== Material shown
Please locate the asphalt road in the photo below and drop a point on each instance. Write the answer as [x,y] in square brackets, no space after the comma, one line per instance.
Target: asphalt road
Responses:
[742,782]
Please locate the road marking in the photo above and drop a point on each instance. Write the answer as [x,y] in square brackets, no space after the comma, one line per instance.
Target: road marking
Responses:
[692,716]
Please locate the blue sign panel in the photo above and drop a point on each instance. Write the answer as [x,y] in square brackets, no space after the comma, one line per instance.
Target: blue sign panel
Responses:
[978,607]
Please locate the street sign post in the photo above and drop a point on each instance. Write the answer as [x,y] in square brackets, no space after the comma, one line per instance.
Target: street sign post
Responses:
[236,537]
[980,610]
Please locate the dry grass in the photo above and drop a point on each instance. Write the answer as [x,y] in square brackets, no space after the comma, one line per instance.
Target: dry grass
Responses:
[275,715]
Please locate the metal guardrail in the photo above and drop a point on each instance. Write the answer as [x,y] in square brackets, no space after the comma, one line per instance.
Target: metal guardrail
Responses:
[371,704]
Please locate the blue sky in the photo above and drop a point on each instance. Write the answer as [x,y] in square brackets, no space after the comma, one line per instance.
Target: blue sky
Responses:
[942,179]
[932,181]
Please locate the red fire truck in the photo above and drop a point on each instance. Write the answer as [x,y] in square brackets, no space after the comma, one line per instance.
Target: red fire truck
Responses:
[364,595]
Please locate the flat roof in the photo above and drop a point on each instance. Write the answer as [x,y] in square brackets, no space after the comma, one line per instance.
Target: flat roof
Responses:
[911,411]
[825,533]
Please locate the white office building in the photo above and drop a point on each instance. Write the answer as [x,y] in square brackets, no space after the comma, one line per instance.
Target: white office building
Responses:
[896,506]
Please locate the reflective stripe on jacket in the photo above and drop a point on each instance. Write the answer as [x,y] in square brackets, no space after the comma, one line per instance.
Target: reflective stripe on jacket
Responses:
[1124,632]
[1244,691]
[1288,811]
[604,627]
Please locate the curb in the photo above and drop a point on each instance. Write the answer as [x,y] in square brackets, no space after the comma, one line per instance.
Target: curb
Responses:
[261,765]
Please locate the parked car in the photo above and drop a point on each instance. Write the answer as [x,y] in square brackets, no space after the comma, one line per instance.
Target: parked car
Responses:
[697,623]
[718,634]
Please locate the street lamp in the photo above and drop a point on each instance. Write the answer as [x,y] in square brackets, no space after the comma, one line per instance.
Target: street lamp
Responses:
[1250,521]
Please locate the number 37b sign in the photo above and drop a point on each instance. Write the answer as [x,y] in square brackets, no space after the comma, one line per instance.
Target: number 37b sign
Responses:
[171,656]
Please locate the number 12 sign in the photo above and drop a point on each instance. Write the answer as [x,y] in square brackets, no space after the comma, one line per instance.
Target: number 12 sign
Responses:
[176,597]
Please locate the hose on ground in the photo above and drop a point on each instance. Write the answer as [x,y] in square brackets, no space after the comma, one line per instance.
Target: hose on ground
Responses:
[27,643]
====
Aim of the task: Scan the data above, find each line with "marking", and copy it.

Answer area:
Please locate the road marking in the photo above and drop a point on each instance. Write the answer as [x,y] in square brackets, no space after the comma, one line per instance.
Target: road marking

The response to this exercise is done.